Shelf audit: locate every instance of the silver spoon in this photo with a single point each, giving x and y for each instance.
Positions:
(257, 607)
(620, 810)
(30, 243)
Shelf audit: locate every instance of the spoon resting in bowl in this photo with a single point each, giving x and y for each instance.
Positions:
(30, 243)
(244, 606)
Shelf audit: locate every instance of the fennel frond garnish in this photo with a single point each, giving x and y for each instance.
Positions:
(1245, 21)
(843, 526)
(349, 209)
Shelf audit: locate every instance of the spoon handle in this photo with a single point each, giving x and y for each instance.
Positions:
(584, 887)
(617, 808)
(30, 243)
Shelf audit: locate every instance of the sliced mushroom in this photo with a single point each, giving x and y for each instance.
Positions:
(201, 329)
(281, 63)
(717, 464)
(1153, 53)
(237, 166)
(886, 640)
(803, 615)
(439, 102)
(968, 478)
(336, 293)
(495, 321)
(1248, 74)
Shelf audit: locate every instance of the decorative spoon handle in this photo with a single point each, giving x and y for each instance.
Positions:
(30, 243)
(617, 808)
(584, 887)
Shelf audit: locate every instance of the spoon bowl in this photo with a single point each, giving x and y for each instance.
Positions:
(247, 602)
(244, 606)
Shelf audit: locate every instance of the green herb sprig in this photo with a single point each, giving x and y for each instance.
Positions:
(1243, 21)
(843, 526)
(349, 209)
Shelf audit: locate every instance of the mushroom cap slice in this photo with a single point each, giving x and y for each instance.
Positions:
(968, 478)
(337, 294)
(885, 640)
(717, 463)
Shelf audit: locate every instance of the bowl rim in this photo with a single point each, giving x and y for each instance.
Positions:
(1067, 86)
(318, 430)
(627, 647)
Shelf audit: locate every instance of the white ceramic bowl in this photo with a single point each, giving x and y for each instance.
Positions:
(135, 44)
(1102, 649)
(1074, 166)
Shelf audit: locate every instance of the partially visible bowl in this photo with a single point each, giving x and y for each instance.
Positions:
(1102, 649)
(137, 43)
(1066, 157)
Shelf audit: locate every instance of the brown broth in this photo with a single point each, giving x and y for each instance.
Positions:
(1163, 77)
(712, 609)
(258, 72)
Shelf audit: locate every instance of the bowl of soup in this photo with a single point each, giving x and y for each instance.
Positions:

⁂

Required work: Convert the lines of the listing into a Markdown table with columns "Row" and "Line", one numbered row per line, starting at the line that contains "Shelf audit: locate every instance of the bowl rim" and ending at the last line of the listing. Omit blank lines.

Response:
| Row | Line |
|---|---|
| 1 | Shelf audit: locate every instance of the bowl rim in this photo with a single point each, giving x and y for each instance. |
| 2 | Positions: |
| 3 | (1067, 86) |
| 4 | (318, 430) |
| 5 | (627, 647) |
| 6 | Shelf audit: locate every instance of the white ceramic bowl in this photo with a single point each, giving x and y for each instance. |
| 7 | Positions: |
| 8 | (135, 44) |
| 9 | (1102, 649) |
| 10 | (1074, 166) |
| 11 | Shelf audit: locate every instance of the partially visible bowl in this photo with a single point each, giving x and y for each instance. |
| 12 | Positions: |
| 13 | (1102, 649) |
| 14 | (137, 43) |
| 15 | (1066, 157) |
| 16 | Shelf audit: locate every instance of the brown broth in this photo with a single point each, giving x and y for each instance. |
| 17 | Positions: |
| 18 | (1163, 77) |
| 19 | (712, 609) |
| 20 | (258, 72) |
| 21 | Shelf audit: locate every instance of the bowl of soup in this photo with a single point each, giving x and y for each instance. |
| 22 | Positions: |